• **Texte source**
* * *

Enseignement obligatoire: Un «pacte de confiance» inquiétant

Jeudi 10 octobre 2024

Image par 愚木混株 Cdd20 de Pixabay
Marie-Francoise Holemans, secteur communication Ligue de l'Enseignement

L’enseignement obligatoire du futur, celui qui commence dès aujourd’hui pour éclairer demain, repose sur d’importantes réformes annoncées dans la Déclaration de politique communautaire. Si les objectifs sont clairs, les modalités sont périlleuses et peuvent laisser la place à plus d’inquiétude que de confiance.

Le nouveau gouvernement MR-Les Engagés a annoncé la couleur de sa législature 2024-2029 en quelque 80 pages d’un programme ambitieux, intitulé «Avoir le courage de changer pour que l’avenir s’éclaire». Publiée à peine un mois après les élections du 9 juin 2024, son imposante Déclaration de politique communautaire (DPC) a la volonté affichée de «moderniser notre espace francophone sans le brutaliser».
L’enseignement étant, avec la culture, la principale mission de la Fédération Wallonie-Bruxelles (FWB), à laquelle elle consacre la majeure partie de son budget, la nouvelle coalition désire lui donner la priorité en améliorant le système scolaire, un système marqué selon elle «par des écarts de performance, des inégalités, une recherche de sens et trop souvent un mal-être des acteurs de l’éducation».

Population scolaire et étudiante en FWB

Source: Les chiffres clés de la FWB 2023, p.12.

* * *

• **Données fournies**

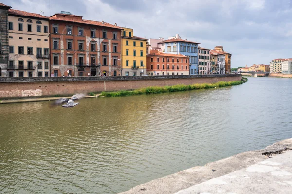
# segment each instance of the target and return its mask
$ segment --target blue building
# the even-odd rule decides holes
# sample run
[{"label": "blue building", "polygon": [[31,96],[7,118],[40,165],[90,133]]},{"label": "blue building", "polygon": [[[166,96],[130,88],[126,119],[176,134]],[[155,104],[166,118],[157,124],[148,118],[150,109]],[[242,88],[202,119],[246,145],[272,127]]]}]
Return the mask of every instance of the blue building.
[{"label": "blue building", "polygon": [[198,45],[201,43],[182,40],[177,34],[171,39],[158,43],[159,47],[165,53],[183,54],[190,58],[190,75],[198,74]]}]

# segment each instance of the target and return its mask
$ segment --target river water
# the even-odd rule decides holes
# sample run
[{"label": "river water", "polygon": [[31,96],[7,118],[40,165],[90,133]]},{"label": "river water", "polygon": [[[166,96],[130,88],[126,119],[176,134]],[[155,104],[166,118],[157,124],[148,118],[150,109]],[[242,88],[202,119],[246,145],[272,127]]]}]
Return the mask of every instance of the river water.
[{"label": "river water", "polygon": [[292,79],[0,105],[0,193],[113,194],[292,137]]}]

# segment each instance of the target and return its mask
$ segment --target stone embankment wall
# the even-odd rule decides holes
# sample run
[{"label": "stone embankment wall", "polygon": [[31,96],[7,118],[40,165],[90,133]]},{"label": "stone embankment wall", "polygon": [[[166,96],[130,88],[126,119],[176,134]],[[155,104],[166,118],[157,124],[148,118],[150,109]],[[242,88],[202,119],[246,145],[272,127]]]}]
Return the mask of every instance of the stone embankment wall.
[{"label": "stone embankment wall", "polygon": [[148,86],[211,83],[241,80],[241,75],[0,78],[0,98],[62,96],[132,90]]},{"label": "stone embankment wall", "polygon": [[271,73],[269,75],[269,77],[280,77],[282,78],[292,78],[292,74],[283,74],[278,73]]}]

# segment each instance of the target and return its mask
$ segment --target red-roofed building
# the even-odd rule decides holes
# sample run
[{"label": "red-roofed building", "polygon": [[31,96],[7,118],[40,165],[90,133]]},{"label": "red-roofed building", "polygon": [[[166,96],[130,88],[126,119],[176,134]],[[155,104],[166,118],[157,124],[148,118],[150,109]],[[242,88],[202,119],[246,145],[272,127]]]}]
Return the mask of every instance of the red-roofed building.
[{"label": "red-roofed building", "polygon": [[52,76],[120,76],[122,28],[62,12],[50,17]]},{"label": "red-roofed building", "polygon": [[0,3],[0,77],[7,73],[8,53],[8,13],[11,7]]},{"label": "red-roofed building", "polygon": [[182,54],[168,54],[150,50],[147,55],[148,75],[189,75],[189,57]]},{"label": "red-roofed building", "polygon": [[50,76],[49,17],[8,11],[9,77]]}]

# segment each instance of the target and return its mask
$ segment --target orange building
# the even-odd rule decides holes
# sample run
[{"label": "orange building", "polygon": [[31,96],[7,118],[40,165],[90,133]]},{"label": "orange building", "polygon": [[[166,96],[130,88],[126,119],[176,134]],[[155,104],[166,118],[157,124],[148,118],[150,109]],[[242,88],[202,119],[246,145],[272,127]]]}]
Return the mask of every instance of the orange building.
[{"label": "orange building", "polygon": [[189,75],[189,57],[151,50],[147,55],[148,75]]},{"label": "orange building", "polygon": [[121,28],[82,17],[50,17],[51,76],[121,75]]}]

* * *

• **Consignes**
[a] Présentez sous forme de liste le paragraphe de l'article qui commence par «Le nouveau gouvernement MR-Les Engagés», en gardant ses faits principaux.
[b] Recopiez le passage de l'article qui commence par «Enseignement obligatoire: Un» et se poursuit jusqu'à «que de confiance.».

• **Corrigé des exercices**
[a]
- Le nouveau gouvernement MR-Les Engagés présente son programme pour la législature 2024-2029 en quelque 80 pages.
- Ce programme ambitieux s'intitule «Avoir le courage de changer pour que l'avenir s'éclaire».
- La Déclaration de politique communautaire (DPC) a été publiée à peine un mois après les élections du 9 juin 2024.
- Elle affiche la volonté de «moderniser notre espace francophone sans le brutaliser».

[b]
Enseignement obligatoire: Un «pacte de confiance» inquiétant

Jeudi 10 octobre 2024

Image par 愚木混株 Cdd20 de Pixabay
Marie-Francoise Holemans, secteur communication Ligue de l'Enseignement

L’enseignement obligatoire du futur, celui qui commence dès aujourd’hui pour éclairer demain, repose sur d’importantes réformes annoncées dans la Déclaration de politique communautaire. Si les objectifs sont clairs, les modalités sont périlleuses et peuvent laisser la place à plus d’inquiétude que de confiance.